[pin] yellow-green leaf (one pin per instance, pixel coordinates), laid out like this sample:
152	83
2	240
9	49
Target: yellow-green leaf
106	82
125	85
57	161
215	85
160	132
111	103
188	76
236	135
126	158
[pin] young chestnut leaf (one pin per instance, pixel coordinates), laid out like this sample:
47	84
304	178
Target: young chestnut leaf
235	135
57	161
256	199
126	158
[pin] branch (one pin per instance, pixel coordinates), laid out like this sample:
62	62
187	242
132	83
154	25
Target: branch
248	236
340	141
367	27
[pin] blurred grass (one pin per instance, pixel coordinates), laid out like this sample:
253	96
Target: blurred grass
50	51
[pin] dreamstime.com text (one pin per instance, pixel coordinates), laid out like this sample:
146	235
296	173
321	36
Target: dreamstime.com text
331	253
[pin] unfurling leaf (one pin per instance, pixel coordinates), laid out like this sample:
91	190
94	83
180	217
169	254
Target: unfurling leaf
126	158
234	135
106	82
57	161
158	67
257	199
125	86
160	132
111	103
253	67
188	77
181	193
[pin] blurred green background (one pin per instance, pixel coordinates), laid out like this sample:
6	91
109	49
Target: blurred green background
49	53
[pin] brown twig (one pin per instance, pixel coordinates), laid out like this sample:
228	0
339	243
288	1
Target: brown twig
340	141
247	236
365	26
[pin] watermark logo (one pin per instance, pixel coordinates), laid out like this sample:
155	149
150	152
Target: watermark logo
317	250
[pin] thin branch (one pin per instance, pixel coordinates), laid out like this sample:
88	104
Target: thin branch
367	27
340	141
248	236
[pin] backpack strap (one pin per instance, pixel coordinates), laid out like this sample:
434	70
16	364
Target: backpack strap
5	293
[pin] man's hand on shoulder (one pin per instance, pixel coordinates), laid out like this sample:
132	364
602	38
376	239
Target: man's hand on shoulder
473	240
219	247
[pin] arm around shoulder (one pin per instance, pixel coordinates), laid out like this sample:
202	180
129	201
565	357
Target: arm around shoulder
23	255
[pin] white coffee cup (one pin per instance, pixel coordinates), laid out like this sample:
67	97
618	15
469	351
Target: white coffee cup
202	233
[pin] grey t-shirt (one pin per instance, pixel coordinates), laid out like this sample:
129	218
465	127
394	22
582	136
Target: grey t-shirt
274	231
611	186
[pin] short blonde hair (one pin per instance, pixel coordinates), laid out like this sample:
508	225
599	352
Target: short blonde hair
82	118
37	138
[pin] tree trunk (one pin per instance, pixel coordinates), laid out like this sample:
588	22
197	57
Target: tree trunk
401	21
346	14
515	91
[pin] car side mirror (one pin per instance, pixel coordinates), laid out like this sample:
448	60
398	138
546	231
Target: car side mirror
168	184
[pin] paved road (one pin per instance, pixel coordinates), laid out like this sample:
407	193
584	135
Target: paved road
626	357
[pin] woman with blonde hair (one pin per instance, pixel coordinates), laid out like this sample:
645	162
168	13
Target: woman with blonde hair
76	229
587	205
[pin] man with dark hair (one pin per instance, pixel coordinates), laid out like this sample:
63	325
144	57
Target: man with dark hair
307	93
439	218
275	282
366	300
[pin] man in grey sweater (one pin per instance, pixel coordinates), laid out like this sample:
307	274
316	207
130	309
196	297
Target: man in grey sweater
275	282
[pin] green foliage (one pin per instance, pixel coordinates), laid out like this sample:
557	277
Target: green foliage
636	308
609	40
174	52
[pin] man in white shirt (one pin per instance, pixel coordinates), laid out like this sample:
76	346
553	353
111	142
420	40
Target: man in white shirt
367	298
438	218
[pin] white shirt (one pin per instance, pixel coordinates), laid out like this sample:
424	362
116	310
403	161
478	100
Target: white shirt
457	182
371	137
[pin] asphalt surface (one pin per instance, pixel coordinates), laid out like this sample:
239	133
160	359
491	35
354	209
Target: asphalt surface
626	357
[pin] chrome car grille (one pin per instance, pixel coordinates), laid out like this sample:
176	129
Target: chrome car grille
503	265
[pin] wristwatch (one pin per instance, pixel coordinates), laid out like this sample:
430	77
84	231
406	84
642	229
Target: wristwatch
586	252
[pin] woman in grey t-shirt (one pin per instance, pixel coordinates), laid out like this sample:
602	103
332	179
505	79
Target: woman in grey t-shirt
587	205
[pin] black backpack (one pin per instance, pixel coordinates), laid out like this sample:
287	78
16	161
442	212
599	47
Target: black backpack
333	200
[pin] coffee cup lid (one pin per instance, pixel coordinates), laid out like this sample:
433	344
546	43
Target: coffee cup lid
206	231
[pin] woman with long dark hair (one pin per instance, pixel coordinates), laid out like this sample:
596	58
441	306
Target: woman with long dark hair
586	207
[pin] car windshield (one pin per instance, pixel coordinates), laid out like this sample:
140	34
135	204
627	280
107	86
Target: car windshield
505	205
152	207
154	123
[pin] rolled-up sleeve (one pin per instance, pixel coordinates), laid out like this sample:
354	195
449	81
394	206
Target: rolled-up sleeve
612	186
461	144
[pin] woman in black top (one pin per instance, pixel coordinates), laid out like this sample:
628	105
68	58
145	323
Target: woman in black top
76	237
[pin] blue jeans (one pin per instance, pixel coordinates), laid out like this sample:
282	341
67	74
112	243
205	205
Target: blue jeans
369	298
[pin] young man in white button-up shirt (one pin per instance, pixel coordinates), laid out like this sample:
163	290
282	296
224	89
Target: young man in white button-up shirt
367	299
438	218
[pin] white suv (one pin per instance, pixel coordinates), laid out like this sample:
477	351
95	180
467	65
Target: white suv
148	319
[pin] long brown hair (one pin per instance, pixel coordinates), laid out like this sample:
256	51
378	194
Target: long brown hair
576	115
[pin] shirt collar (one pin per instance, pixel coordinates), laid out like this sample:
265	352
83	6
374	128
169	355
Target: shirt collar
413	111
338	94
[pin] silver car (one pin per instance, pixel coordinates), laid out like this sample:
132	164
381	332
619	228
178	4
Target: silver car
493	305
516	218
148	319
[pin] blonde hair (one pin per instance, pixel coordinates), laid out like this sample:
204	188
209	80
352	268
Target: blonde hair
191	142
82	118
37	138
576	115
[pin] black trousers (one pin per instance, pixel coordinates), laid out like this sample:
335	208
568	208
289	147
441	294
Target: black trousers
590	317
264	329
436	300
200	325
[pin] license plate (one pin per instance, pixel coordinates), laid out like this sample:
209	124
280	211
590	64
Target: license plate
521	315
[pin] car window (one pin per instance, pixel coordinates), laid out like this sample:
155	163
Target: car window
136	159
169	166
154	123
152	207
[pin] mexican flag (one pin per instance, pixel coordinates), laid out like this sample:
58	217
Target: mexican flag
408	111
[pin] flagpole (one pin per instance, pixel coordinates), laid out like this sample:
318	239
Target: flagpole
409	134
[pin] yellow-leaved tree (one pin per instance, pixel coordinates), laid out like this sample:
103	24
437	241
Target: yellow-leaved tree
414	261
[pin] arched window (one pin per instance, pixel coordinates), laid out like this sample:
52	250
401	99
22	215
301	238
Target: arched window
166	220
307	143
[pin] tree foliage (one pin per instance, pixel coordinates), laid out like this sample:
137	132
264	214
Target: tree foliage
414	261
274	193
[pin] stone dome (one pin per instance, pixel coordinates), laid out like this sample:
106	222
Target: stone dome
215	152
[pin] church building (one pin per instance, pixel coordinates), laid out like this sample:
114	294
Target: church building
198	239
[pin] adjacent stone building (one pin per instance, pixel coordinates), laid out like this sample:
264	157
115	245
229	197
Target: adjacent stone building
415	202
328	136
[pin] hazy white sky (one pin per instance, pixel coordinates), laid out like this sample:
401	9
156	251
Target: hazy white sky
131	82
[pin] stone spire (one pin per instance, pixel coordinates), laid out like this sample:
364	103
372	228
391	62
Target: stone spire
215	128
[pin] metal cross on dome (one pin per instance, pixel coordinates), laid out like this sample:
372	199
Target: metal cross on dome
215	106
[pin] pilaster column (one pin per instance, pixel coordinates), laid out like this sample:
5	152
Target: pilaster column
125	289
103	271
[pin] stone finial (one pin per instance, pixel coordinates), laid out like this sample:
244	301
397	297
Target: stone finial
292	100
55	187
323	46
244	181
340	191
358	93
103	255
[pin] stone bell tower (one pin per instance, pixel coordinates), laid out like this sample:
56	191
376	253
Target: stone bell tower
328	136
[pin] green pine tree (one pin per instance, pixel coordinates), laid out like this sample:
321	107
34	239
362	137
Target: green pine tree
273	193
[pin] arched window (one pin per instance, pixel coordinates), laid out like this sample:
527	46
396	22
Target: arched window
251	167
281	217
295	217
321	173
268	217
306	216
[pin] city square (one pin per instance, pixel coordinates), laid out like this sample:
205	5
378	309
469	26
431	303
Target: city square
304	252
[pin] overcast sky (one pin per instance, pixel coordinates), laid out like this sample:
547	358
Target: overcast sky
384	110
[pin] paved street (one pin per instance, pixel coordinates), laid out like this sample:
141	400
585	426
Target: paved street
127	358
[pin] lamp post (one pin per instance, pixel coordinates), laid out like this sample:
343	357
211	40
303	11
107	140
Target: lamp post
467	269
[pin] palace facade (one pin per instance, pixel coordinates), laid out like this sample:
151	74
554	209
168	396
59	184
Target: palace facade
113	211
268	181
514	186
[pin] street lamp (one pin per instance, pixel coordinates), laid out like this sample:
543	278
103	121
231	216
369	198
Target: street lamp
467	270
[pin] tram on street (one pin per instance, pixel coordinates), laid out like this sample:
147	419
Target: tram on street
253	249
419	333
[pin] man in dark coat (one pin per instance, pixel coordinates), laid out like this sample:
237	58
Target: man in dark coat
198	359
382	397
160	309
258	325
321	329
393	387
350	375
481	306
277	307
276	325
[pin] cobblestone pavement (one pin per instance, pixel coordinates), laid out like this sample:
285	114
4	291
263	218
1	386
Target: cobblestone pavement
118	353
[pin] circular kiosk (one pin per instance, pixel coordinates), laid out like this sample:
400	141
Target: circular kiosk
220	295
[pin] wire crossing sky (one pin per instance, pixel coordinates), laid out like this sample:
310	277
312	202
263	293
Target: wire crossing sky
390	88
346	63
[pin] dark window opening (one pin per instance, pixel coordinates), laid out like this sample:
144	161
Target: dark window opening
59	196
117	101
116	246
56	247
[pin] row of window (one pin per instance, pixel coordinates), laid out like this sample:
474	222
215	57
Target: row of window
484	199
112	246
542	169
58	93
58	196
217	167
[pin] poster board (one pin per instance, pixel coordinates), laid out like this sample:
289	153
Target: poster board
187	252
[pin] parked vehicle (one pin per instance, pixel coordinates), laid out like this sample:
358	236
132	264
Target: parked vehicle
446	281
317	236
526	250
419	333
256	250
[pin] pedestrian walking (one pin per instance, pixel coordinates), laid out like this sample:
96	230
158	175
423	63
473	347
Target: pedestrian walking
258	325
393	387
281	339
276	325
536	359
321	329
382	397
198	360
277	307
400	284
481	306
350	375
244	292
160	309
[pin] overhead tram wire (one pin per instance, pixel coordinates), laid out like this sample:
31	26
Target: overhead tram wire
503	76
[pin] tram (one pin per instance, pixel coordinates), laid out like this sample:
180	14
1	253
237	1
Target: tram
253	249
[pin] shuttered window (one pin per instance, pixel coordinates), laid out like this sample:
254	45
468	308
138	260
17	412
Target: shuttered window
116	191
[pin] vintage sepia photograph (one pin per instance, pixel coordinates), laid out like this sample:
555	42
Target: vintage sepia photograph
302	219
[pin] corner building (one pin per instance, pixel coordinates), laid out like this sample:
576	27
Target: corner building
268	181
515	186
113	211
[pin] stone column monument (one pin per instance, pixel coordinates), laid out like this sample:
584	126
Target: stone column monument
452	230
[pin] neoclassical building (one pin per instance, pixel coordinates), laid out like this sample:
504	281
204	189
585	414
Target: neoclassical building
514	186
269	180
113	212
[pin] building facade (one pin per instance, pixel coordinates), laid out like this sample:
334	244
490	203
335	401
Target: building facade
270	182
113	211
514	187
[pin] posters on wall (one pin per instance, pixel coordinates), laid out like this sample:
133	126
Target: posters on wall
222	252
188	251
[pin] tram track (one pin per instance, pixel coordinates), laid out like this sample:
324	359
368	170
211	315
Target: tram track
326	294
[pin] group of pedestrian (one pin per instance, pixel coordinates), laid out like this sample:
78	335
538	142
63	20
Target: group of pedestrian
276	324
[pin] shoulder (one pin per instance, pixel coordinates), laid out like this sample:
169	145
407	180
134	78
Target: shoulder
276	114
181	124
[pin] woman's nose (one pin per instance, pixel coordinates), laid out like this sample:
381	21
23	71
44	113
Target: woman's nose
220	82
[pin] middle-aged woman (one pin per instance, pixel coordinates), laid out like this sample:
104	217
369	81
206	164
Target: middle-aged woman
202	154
■ ■ ■ ■ ■
An exact transcription of the lines from the start of the listing through the line bearing "[pin] arm around" is the whole answer.

| Written answer |
[pin] yellow-green leaf (one pin per instance, pixel coordinates), laid out like this sample:
152	83
2	240
9	49
Target: yellow-green leaf
106	82
125	85
57	161
215	85
160	132
111	103
188	76
236	135
126	158
[pin] young chestnut leaf (one pin per instance, pixel coordinates), laid out like this sample:
47	84
304	178
Target: young chestnut leaf
235	135
57	161
256	199
126	158
[pin] branch (one pin per instance, pixel coordinates), laid out like this sample:
62	62
187	242
132	83
154	25
Target: branch
248	236
340	141
367	27
[pin] blurred grass (one pin per instance, pixel coordinates), laid out like this sample:
253	96
Target: blurred grass
50	51
[pin] dreamstime.com text (one pin per instance, pixel coordinates), laid out like this sample:
146	235
296	173
321	36
Target: dreamstime.com text
331	253
[pin] unfurling leaf (one pin per instance, pixel coordinates), laid out like this sample:
91	190
94	83
180	217
169	254
Target: unfurling leaf
126	158
234	135
106	82
57	161
158	67
257	199
125	86
160	132
111	103
253	67
188	77
181	193
[pin] blurred green background (one pin per instance, pixel coordinates), laid out like this sample:
6	91
109	49
Target: blurred green background
49	53
[pin] brown twig (one pin per instance, pixel coordinates), laid out like this sample:
228	0
339	243
288	1
Target: brown twig
340	141
247	236
365	26
[pin] watermark logo (one pin per instance, pixel coordinates), laid out like this sample:
155	149
150	152
Target: watermark logo
317	250
[pin] thin branch (one pin per instance, pixel coordinates), laid out like this sample:
88	104
Target: thin branch
367	27
340	141
248	236
[pin] backpack strap (one pin per instance, pixel coordinates), laid out like this sample:
434	70
16	364
Target: backpack strap
5	293
[pin] man's hand on shoulder (one pin per instance, pixel coordinates), laid out like this sample:
132	364
602	38
376	239
Target: man's hand on shoulder
473	240
219	247
[pin] arm around shoulder (one pin per instance, pixel coordinates), laid out like this sample:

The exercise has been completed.